→ **Work to complete**
(a) In the article on the Hangzhou Yuhang Economic Development Area, on what date did the area become a national-level economic and technological development area?
(b) Carry on the article about the Hangzhou Yuhang Economic Development Area from where it stops.

=== Excerpted passage ===

= Hangzhou Yuhang Economic Development Area =

The Hangzhou Yuhang Economic Development Area (HYEDA, 杭州余杭经济技术开发区 (杭州余杭經濟技術開發區, Hángzhōu Yúháng Jīngjì Jìshù Kāifā Qū)), also known as the Qianjiang Economic Development Area (钱江经济开发区 (錢江經濟開發區, Qiánjiāng Jīngjì Kāifā Qū)), is an economic and technological development area in Yuhang District of Hangzhou, Zhejiang, China.

==History==
The Hangzhou Yuhang Economic-Technological Development Area was formed in November 1993. On July 30, 2012, it became a national-level economic and technological development area. In 2015, the Hangzhou Yuhang Economic-Technological Area combined with the Qianjiang Economic Development Area covering a combined total of 76.94 square kilometres. In 2017, it jumped 48 places from the previous year ranking 77th out of China's 219 national economic and technological development areas.

==Economy==
By the end of 2016, there were more than 270 enterprises exceeding CNY¥20 million in annual revenue and 19 publicly traded companies. In 2016, the industrial output value exceeded CNY¥50 billion, and the total fiscal tax revenue was CNY¥4.07 billion.

The Hangzhou Yuhang Economic-Technological Development Area's strategic focus is on five core industries and their integration with the internet:

1. Intelligent Equipment Industry (electrical appliances, mechanical parts, advanced manufacturing equipment)

=== Excerpted records ===

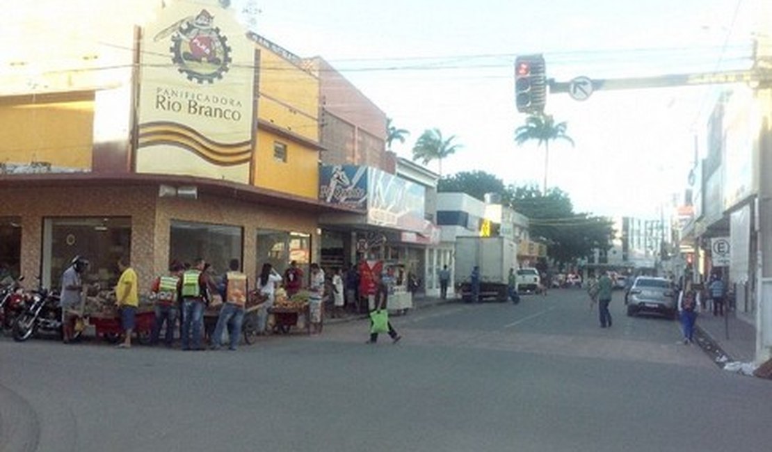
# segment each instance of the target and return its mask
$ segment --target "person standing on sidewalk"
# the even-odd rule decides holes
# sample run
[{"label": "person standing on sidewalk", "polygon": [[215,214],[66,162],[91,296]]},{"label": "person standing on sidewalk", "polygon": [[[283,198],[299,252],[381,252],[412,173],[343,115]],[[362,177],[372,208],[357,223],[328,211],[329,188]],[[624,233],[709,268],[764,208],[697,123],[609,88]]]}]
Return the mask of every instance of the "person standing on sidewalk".
[{"label": "person standing on sidewalk", "polygon": [[472,269],[469,283],[472,286],[472,302],[478,303],[480,301],[480,268],[477,265]]},{"label": "person standing on sidewalk", "polygon": [[[384,270],[380,275],[374,275],[375,279],[375,284],[378,287],[378,292],[375,293],[375,309],[374,311],[386,309],[386,306],[388,302],[388,294],[390,292],[393,291],[394,288],[394,275],[393,270],[391,268],[388,271]],[[372,312],[371,312],[372,314]],[[370,320],[370,339],[367,341],[368,344],[374,344],[378,342],[378,333],[374,332],[372,331],[373,321],[371,318]],[[391,322],[389,321],[387,324],[388,328],[388,336],[391,338],[392,343],[397,343],[399,339],[402,339],[402,336],[397,334],[397,331],[391,326]]]},{"label": "person standing on sidewalk", "polygon": [[88,265],[88,261],[75,256],[69,267],[62,274],[59,306],[62,309],[62,342],[66,344],[69,344],[75,336],[75,322],[78,316],[74,312],[83,303],[83,282],[81,275]]},{"label": "person standing on sidewalk", "polygon": [[343,277],[340,276],[340,269],[336,268],[333,272],[333,318],[340,317],[345,305],[344,300]]},{"label": "person standing on sidewalk", "polygon": [[308,309],[310,315],[311,332],[322,332],[322,299],[324,298],[324,271],[314,262],[311,264],[311,283],[309,285]]},{"label": "person standing on sidewalk", "polygon": [[443,265],[439,271],[439,298],[443,300],[448,298],[448,285],[450,284],[450,272],[447,265]]},{"label": "person standing on sidewalk", "polygon": [[720,276],[716,275],[708,289],[710,291],[710,298],[713,301],[713,316],[723,315],[724,295],[726,292],[723,280]]},{"label": "person standing on sidewalk", "polygon": [[239,345],[241,336],[242,323],[244,322],[244,306],[246,305],[246,297],[249,291],[246,275],[242,273],[241,263],[239,259],[231,259],[229,264],[230,270],[225,273],[223,278],[225,303],[220,309],[220,315],[217,318],[217,326],[212,335],[212,349],[217,350],[222,347],[222,332],[228,326],[229,345],[228,349],[235,351]]},{"label": "person standing on sidewalk", "polygon": [[201,345],[204,307],[208,293],[208,278],[204,274],[206,262],[198,258],[195,260],[195,265],[182,274],[183,350],[204,349]]},{"label": "person standing on sidewalk", "polygon": [[694,342],[694,324],[697,321],[697,305],[699,303],[699,291],[694,290],[691,281],[686,282],[686,287],[678,297],[678,312],[683,330],[683,343]]},{"label": "person standing on sidewalk", "polygon": [[257,281],[257,290],[262,299],[257,310],[257,333],[262,336],[268,332],[268,310],[276,301],[276,284],[282,282],[282,275],[273,268],[273,265],[266,262],[262,265],[260,277]]},{"label": "person standing on sidewalk", "polygon": [[354,311],[360,313],[359,296],[357,292],[359,288],[359,274],[357,272],[357,267],[354,264],[350,264],[348,270],[346,271],[346,305],[354,307]]},{"label": "person standing on sidewalk", "polygon": [[598,280],[598,313],[601,320],[601,328],[611,326],[611,313],[608,312],[608,304],[611,302],[613,288],[614,284],[607,272]]},{"label": "person standing on sidewalk", "polygon": [[174,340],[174,324],[177,322],[178,306],[182,282],[180,276],[184,267],[180,264],[172,264],[168,275],[159,276],[153,282],[151,292],[155,294],[155,323],[151,336],[151,345],[157,345],[161,336],[161,329],[166,324],[166,336],[164,343],[171,348]]},{"label": "person standing on sidewalk", "polygon": [[120,278],[115,286],[115,305],[120,309],[120,324],[124,329],[124,342],[117,346],[119,349],[131,347],[131,333],[134,330],[137,319],[137,308],[139,296],[137,290],[137,272],[129,265],[128,258],[118,259],[118,270]]}]

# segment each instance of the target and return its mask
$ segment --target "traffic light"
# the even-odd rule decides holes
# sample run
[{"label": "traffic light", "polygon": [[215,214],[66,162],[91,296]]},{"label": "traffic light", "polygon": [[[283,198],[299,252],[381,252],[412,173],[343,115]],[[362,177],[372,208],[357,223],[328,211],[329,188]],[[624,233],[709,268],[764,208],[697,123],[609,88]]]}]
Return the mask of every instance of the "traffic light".
[{"label": "traffic light", "polygon": [[520,113],[541,113],[547,103],[547,72],[542,55],[515,59],[515,102]]}]

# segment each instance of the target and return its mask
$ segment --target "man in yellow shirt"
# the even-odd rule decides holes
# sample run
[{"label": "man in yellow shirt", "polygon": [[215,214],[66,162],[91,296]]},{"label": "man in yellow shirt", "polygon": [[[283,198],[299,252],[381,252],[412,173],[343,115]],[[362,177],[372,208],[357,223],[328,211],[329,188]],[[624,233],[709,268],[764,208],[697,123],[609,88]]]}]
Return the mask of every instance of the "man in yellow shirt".
[{"label": "man in yellow shirt", "polygon": [[118,259],[118,270],[120,278],[115,286],[115,305],[120,309],[120,323],[124,328],[124,342],[118,344],[120,349],[131,347],[131,332],[134,329],[137,307],[139,297],[137,294],[137,273],[129,266],[127,258]]}]

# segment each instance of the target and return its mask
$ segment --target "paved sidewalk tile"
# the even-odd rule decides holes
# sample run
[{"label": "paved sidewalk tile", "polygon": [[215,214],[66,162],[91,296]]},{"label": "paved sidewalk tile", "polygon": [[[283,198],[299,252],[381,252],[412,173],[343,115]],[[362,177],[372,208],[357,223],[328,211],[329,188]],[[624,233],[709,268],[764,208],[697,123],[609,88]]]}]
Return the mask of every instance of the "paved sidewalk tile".
[{"label": "paved sidewalk tile", "polygon": [[730,361],[750,363],[756,358],[756,328],[733,315],[725,318],[701,312],[696,326],[727,355]]}]

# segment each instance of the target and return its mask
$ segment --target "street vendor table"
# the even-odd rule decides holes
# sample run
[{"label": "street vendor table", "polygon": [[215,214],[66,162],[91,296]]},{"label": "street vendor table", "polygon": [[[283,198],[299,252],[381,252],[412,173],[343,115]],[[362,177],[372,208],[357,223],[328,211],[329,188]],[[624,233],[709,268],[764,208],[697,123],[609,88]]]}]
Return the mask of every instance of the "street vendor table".
[{"label": "street vendor table", "polygon": [[286,334],[293,326],[297,326],[300,315],[305,316],[306,333],[311,334],[311,315],[308,305],[302,307],[273,306],[268,313],[273,315],[273,330]]},{"label": "street vendor table", "polygon": [[[107,342],[117,342],[120,338],[124,328],[120,324],[120,311],[108,311],[106,312],[93,312],[88,316],[89,325],[96,329],[96,337]],[[137,309],[134,334],[141,344],[150,342],[155,324],[155,313],[152,308],[138,308]]]}]

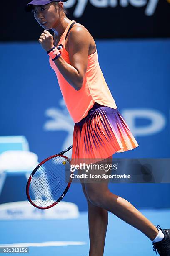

===

→ **Answers to the exercises**
(a) July 30, 2012.

(b)
2. Health Care Industry (pharmaceuticals, bio-medicine, medical equipment)
3. Green Industry (environmental protection, new energy, energy saving)
4. Fabric and Textile Industry (production and design)
5. Modern Service Industry (financial services, science and technology research, tourism, education)

==Location==
The Hangzhou Yuhang Economic-Technological Development Area is located at the heart of the Yangtze River Delta economic circle. It is 39 minutes away from Shanghai by high-speed train, 39 km (about a 25 minutes drive) away from Hangzhou Xiaoshan International Airport, 150 km (about a 1.5-hour drive) away from Shanghai Hongqiao Airport, and 170 km (about a 2-hour drive) away from Ningbo Airport. It is also connected with Hangzhou Metro Line 1 with plans for Line 3, 9, and 12 when completed.